Goal
Copy the records below word for word, but only the part that opens with the line containing "# test: mark the newel" and closes with the line containing "point(477, 232)", both included.

Input for this task

----

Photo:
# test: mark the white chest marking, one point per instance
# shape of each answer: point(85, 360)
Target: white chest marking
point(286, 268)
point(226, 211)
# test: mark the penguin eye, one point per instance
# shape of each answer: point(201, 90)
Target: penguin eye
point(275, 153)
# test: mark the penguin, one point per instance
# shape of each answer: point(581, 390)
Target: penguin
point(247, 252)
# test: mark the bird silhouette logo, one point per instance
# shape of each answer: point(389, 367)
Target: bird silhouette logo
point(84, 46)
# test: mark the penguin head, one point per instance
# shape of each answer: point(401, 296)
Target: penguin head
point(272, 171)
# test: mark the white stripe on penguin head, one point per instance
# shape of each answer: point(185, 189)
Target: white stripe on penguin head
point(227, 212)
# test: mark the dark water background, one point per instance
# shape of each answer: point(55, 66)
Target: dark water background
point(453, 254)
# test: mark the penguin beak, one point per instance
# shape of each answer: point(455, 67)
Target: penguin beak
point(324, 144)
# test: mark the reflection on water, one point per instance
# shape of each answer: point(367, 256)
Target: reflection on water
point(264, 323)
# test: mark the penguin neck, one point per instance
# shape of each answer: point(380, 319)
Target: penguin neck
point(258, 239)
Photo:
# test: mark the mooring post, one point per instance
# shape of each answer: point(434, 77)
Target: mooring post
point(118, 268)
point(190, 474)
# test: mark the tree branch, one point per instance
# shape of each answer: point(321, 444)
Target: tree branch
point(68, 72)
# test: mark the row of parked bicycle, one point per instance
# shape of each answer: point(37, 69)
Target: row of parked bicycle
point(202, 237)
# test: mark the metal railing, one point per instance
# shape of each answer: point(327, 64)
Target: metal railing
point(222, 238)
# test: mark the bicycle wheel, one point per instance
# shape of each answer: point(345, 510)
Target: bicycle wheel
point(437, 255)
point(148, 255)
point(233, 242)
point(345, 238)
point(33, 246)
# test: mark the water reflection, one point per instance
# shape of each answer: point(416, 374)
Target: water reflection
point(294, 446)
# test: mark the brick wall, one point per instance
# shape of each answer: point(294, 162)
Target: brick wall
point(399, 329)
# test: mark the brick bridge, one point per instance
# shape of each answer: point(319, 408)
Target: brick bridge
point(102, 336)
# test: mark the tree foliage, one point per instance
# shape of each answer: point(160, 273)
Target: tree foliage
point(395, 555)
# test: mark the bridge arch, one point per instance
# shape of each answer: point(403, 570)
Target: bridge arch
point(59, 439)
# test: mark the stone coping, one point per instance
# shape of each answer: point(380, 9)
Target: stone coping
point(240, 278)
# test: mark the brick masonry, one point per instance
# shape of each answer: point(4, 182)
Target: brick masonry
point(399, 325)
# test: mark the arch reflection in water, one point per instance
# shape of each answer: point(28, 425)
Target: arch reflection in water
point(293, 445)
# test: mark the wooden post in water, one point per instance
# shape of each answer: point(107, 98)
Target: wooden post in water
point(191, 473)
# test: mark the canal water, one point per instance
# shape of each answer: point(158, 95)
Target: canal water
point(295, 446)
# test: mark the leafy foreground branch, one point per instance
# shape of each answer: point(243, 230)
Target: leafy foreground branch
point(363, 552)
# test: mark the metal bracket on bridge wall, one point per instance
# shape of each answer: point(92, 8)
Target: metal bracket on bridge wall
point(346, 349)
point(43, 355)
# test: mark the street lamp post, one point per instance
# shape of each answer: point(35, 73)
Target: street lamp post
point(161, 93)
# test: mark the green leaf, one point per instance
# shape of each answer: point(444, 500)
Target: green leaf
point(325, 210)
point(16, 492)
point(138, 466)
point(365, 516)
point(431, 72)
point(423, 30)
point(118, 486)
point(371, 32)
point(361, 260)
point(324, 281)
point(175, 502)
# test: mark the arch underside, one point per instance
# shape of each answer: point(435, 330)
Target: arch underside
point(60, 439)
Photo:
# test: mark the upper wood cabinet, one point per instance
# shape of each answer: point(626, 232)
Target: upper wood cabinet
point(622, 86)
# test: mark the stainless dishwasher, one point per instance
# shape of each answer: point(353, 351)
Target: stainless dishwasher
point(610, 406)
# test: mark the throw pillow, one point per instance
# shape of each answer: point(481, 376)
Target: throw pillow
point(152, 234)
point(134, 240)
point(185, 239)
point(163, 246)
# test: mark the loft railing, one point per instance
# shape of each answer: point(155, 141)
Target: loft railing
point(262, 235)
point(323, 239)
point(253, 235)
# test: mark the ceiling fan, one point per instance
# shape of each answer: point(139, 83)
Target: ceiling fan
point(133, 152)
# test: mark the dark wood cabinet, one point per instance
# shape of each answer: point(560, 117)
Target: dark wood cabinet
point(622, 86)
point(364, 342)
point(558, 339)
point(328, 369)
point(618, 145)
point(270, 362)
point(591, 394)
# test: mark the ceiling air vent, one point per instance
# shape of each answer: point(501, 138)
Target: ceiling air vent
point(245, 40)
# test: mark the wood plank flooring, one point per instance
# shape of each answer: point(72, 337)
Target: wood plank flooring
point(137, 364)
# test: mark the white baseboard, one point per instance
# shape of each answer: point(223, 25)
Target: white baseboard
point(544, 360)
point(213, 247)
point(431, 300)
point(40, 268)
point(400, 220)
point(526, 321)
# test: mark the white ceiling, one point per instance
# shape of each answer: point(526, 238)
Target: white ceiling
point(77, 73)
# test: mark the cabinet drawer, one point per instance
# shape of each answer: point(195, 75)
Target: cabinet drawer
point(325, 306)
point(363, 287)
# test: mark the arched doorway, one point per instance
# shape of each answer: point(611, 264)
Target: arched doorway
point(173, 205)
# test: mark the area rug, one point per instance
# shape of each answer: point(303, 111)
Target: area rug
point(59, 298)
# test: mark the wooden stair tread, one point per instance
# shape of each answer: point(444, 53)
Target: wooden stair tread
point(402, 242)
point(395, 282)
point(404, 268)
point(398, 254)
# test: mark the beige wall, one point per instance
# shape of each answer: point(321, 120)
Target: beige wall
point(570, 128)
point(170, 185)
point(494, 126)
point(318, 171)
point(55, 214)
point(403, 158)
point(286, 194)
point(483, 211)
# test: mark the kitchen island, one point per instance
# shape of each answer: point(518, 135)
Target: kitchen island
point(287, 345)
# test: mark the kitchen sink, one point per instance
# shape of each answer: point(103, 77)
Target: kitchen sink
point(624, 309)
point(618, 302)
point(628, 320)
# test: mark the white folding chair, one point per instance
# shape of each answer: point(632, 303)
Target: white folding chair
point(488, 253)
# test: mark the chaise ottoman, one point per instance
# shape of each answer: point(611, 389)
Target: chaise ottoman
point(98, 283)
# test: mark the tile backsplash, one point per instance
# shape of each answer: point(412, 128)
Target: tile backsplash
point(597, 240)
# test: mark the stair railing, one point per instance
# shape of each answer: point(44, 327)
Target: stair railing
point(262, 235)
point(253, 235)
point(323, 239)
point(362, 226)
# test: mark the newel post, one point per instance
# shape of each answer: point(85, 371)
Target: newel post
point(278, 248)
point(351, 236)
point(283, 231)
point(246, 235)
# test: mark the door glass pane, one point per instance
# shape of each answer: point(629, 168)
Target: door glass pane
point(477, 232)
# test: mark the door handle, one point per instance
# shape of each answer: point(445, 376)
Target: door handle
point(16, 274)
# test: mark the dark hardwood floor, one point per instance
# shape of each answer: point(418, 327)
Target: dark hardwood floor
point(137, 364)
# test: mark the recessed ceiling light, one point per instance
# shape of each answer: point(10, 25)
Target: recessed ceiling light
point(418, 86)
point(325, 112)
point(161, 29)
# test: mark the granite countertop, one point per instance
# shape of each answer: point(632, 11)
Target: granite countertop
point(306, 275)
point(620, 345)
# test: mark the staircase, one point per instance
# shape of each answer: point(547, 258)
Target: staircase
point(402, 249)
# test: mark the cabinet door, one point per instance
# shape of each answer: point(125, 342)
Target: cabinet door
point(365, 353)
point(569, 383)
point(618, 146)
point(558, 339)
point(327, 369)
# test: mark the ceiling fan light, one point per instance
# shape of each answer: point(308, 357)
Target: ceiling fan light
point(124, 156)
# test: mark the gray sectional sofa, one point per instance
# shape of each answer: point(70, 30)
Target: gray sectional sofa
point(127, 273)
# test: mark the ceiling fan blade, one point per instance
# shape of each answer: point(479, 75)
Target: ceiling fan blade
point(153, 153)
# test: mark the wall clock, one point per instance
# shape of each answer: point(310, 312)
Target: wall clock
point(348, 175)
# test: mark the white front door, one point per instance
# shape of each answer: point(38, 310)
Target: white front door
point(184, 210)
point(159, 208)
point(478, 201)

----

The reply
# test: mark the newel post, one point per instance
# shape of each answer: point(85, 371)
Target: newel post
point(278, 248)
point(351, 236)
point(283, 231)
point(246, 235)
# test: mark the door glass pane, one point per instance
# shape of each answer: point(629, 168)
Target: door glass pane
point(477, 232)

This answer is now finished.